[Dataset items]
━━━━━━━━━━━━━━━━
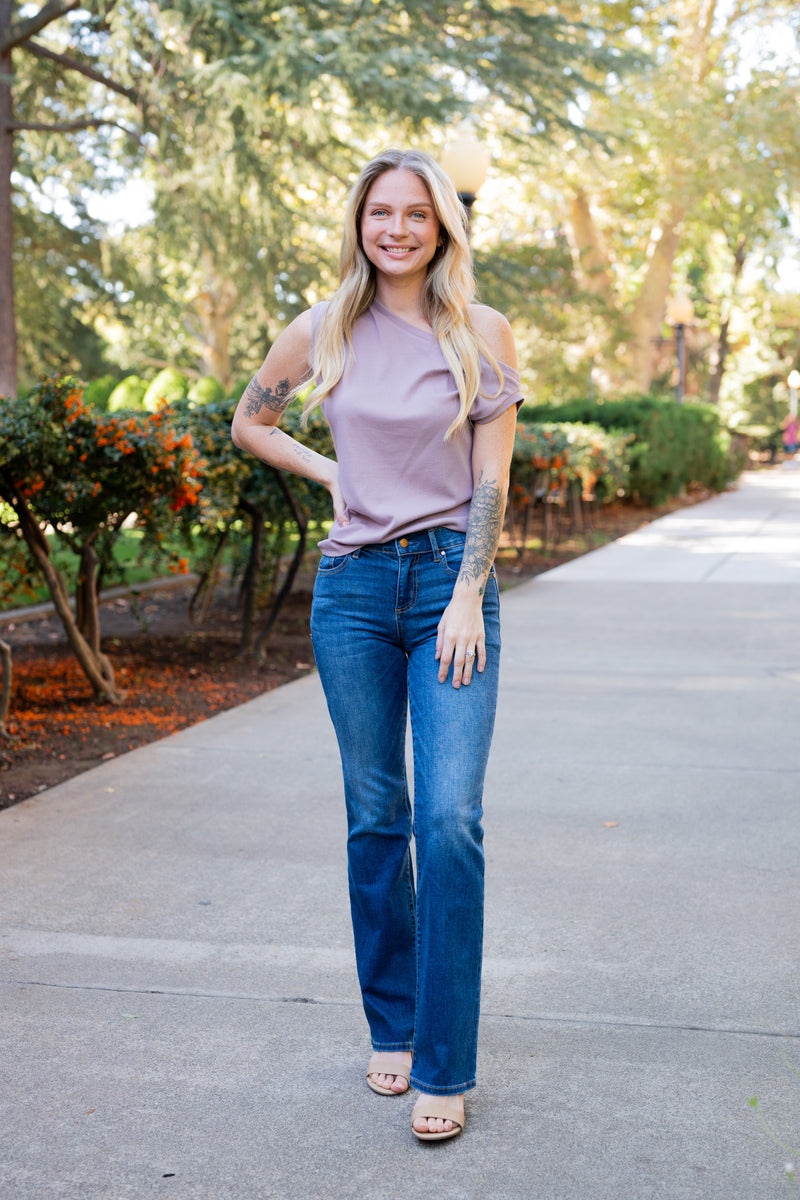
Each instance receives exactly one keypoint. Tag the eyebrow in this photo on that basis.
(384, 204)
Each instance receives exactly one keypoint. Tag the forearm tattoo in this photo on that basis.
(257, 397)
(483, 531)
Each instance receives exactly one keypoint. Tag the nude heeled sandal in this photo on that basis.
(428, 1108)
(380, 1066)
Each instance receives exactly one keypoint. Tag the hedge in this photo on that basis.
(673, 445)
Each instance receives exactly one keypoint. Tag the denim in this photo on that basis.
(417, 942)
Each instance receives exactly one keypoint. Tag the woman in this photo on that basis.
(420, 389)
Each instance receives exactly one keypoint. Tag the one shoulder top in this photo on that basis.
(389, 415)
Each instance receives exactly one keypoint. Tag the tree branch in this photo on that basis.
(18, 34)
(71, 64)
(89, 123)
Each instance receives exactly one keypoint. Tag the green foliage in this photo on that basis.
(98, 391)
(127, 395)
(206, 390)
(82, 473)
(168, 387)
(673, 444)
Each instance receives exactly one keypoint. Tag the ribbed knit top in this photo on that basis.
(389, 415)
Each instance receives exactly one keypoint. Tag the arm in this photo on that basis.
(254, 425)
(462, 623)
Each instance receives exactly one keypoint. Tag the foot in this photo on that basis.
(390, 1083)
(439, 1125)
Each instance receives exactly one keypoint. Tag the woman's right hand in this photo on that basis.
(340, 508)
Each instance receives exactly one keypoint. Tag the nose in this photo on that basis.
(397, 225)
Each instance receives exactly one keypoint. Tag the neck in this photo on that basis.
(402, 297)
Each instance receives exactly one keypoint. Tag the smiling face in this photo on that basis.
(400, 229)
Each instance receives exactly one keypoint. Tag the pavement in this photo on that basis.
(179, 1008)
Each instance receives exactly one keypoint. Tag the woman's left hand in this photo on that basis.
(461, 639)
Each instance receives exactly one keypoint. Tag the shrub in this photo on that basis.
(673, 444)
(127, 395)
(206, 391)
(98, 391)
(168, 387)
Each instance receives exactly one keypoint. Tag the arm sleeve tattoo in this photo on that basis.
(257, 397)
(483, 531)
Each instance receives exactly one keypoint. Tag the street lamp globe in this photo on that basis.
(794, 383)
(680, 310)
(467, 162)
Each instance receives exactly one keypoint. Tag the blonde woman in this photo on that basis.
(420, 388)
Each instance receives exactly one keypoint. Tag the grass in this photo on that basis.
(132, 563)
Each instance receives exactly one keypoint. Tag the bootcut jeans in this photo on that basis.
(419, 947)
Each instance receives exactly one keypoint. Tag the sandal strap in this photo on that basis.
(426, 1109)
(380, 1066)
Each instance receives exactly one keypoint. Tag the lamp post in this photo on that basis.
(680, 312)
(467, 162)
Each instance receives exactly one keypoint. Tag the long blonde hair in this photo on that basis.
(447, 293)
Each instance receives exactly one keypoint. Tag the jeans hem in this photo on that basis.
(452, 1090)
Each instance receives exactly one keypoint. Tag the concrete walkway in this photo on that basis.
(180, 1014)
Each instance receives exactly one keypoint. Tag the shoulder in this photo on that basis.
(493, 329)
(295, 341)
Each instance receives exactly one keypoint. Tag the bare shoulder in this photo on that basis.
(494, 329)
(295, 340)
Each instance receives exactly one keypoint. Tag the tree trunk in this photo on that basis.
(7, 319)
(88, 598)
(215, 309)
(94, 665)
(294, 567)
(252, 573)
(723, 343)
(590, 256)
(5, 687)
(649, 309)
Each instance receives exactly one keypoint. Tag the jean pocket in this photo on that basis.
(331, 565)
(451, 561)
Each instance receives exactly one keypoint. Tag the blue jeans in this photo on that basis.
(417, 947)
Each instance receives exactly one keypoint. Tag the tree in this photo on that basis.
━━━━━━━━━━━━━━━━
Print each record exactly as it stands, omitting the pictures.

Each instance receives exactly one keypoint. Tag the eyebrow in this photo on that basis.
(384, 204)
Each instance receives exactly one keypoint. Tag the forearm tattoo in this photo on that basis.
(257, 397)
(483, 531)
Each instance receives exactly one keypoint. Tag the nude heeled sandal in this photo on that basis.
(428, 1108)
(380, 1066)
Each instance receives exactly one keypoint. Tag the hedge in this photo on that basis.
(673, 445)
Each instance receives exactly one keypoint. Tag the denim in this photo on that basis.
(417, 942)
Each instance receives exactly one keypoint. Tag the woman in this photo on that basis.
(420, 389)
Each instance receives exactly one keypoint. Tag the one shoulder top in this photo on that basis.
(389, 415)
Each instance receives exactly one keypoint. Tag the tree branch in this photo on that basis.
(18, 34)
(71, 64)
(89, 123)
Each instance receives exactly one keypoint. Tag the green foliage in this photo on that basis.
(98, 391)
(127, 395)
(206, 390)
(82, 473)
(168, 387)
(673, 444)
Each instance receives exactly one keypoint. Tag the ribbed knit top in this photo on that basis.
(389, 415)
Each instance receives exactly one keypoint. Tag the arm in this photo on that basis.
(254, 425)
(462, 623)
Each instance receives exactly one keypoint. Tag the foot in this photo on that basis.
(390, 1083)
(439, 1125)
Each instance receives exactly one keypoint. Tag the woman's right hand in this photo on that basis.
(340, 508)
Each instance receives exactly one keypoint. Tag the nose in this photo on that basis.
(397, 225)
Each instance receives exactly one keypoint. Tag the neck in this photo on that basis.
(402, 297)
Each instance receives exactly one keypoint. Tag the smiling face in this photo on that basis.
(400, 229)
Each instance receives exactly one keypoint. Tag the pavement in this photo on that basis.
(179, 1008)
Each instance receives exactly one keypoint. Tag the woman's left hand in this photo on that basis.
(461, 639)
Each instance receives exactly one keypoint. Tag the shrub in this photo on that basis.
(673, 444)
(127, 395)
(206, 391)
(98, 391)
(168, 387)
Each instance receives exactly one keypoint. Tag the arm sleeve tattoo in this photo on that basis.
(257, 397)
(483, 531)
Each instance receives exactly one keypoint. Tag the street lamp globe in this photo on that basis.
(794, 383)
(680, 310)
(467, 162)
Each instance receives exactly one keypoint. Tag the blonde woman in this photo on that basis.
(420, 388)
Each instance receives exactly one keypoint. Tag the grass in this photo on that basis.
(132, 563)
Each instance receives exactly one keypoint. Tag the bootcut jeans in this photo on that basis.
(419, 947)
Each instance receives exactly one keypoint. Tag the sandal strap in this photo on that basis.
(426, 1109)
(380, 1066)
Each instance receives exactly one keypoint. Tag the lamp post in this photo on that basis.
(680, 312)
(467, 162)
Each instance receives exactly one keypoint. Tag the long blonde hair in this photo on that basis.
(447, 293)
Each instance receives exactly one keypoint. Tag the jeans hem in this photo on that basis.
(452, 1090)
Each instance receives exactly one keypoint. Tag the concrete walkway in this photo on that basis.
(180, 1014)
Each instance receives exactly one keypoint. Tag the shoulder in this photo on that basis.
(493, 329)
(295, 341)
Each instance receives exactly one keypoint. Tag the bare shoulder in this photo on that basis.
(494, 329)
(295, 340)
Each instance receives exactly one keypoint. Tag the tree trunk in this photo on that basis.
(7, 319)
(88, 598)
(215, 309)
(94, 665)
(294, 567)
(252, 573)
(723, 343)
(590, 256)
(5, 687)
(649, 309)
Each instance receives exactly one keypoint. Tag the jean pocket in this photo on that basis.
(331, 565)
(451, 561)
Each instance receives exactly one keypoint. Tag the blue jeans in this photo on that basis.
(417, 947)
Each instance receives exactly one keypoint. Tag the tree in this photo on that basis.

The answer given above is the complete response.